Tomás de Aquino: os dois sinais do pastor

“Eu sou o bom pastor. O bom pastor dá a vida por suas ovelhas. O mercenário, que não é pastor e não é dono das ovelhas, vê o lobo chegar, abandona as ovelhas e foge, e o lobo as ataca e dispersa. Pois ele é apenas um mercenário e não se importa com as ovelhas. Eu sou o bom pastor. Conheço as minhas ovelhas, e elas me conhecem, assim como o Pai me conhece e eu conheço o Pai. Eu dou minha vida pelas ovelhas. Tenho ainda outras ovelhas que não são deste redil…” Jo 10, 11-16.

Santo Tomás, ao comentar esta passagem do Evangelho de João, mostra não somente que Jesus se compara a um bom pastor, mas também as características que competem a esse pastor: “Que Cristo seja pastor, é bastante claro, pois assim como um rebanho é conduzido e alimentado pelo pastor, assim os fiéis são nutridos por Cristo com alimento espiritual, e até mesmo com seu próprio corpo e sangue: ‘Porque vós éreis como ovelhas desgarradas, mas agora vos convertestes ao pastor e guarda de vossas almas’, 1Pd 2, 25; ‘Apascentará como um pastor o seu rebanho’, Is 40, 11. Para distinguir o pastor de um mau pastor e ladrão, o evangelista acrescenta ‘bom’. Bom, porque cumpre o ofício de pastor, assim como se chama bom o soldado que cumpre o ofício de soldado. Contudo, como Cristo havia dito antes que o pastor é aquele que entra pela porta, e agora diz que é o pastor, e antes de dizer que era a porta, Jo 10, 9, então ele quer dizer que ele entra por si mesmo. E ele entra por si, porque por si se manifesta e por si conhece o Pai. Nós, porém, entramos por meio dele, porque é por ele que somos conduzidos à felicidade. Note que só ele é a porta, porque ninguém mais é a verdadeira luz, mas apenas participa da luz: ‘Ele’, João Batista, ‘não era a luz, mas veio para dar testemunho da luz’, Jo 1, 8. Mas lemos sobre Cristo que ‘Ele era a verdadeira luz que ilumina todo homem’, Jo 1, 9). Portanto, ninguém mais se refere a si como porta; Cristo reservou isto para si” (Tomás de Aquino. ‘Commentary on the Gospel of John: Chapters 6-12’. Washington: The Catholic University of America Press, 2010, p. 194, tradução do autor).

[DADOS FORNECIDOS]
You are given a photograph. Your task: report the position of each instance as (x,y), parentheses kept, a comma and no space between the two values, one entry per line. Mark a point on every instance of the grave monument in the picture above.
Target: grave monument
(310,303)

[TAREFAS]
1: Responda com base no trecho sobre o bom pastor:
(a) O que o mercenário faz ao ver o lobo chegar?
(b) Para que o evangelista acrescenta a palavra "bom"?
(c) Quem, segundo a citação de Jo 1, 8, "não era a luz"?
2: Repita o trecho sobre o bom pastor entre "Tomás de Aquino: os" e "Jo 10, 11-16.", inclusive.

[RESPOSTAS]
1:
(a) Abandona as ovelhas e foge.
(b) Para distinguir o pastor de um mau pastor e ladrão.
(c) João Batista.

2:
Tomás de Aquino: os dois sinais do pastor

“Eu sou o bom pastor. O bom pastor dá a vida por suas ovelhas. O mercenário, que não é pastor e não é dono das ovelhas, vê o lobo chegar, abandona as ovelhas e foge, e o lobo as ataca e dispersa. Pois ele é apenas um mercenário e não se importa com as ovelhas. Eu sou o bom pastor. Conheço as minhas ovelhas, e elas me conhecem, assim como o Pai me conhece e eu conheço o Pai. Eu dou minha vida pelas ovelhas. Tenho ainda outras ovelhas que não são deste redil…” Jo 10, 11-16.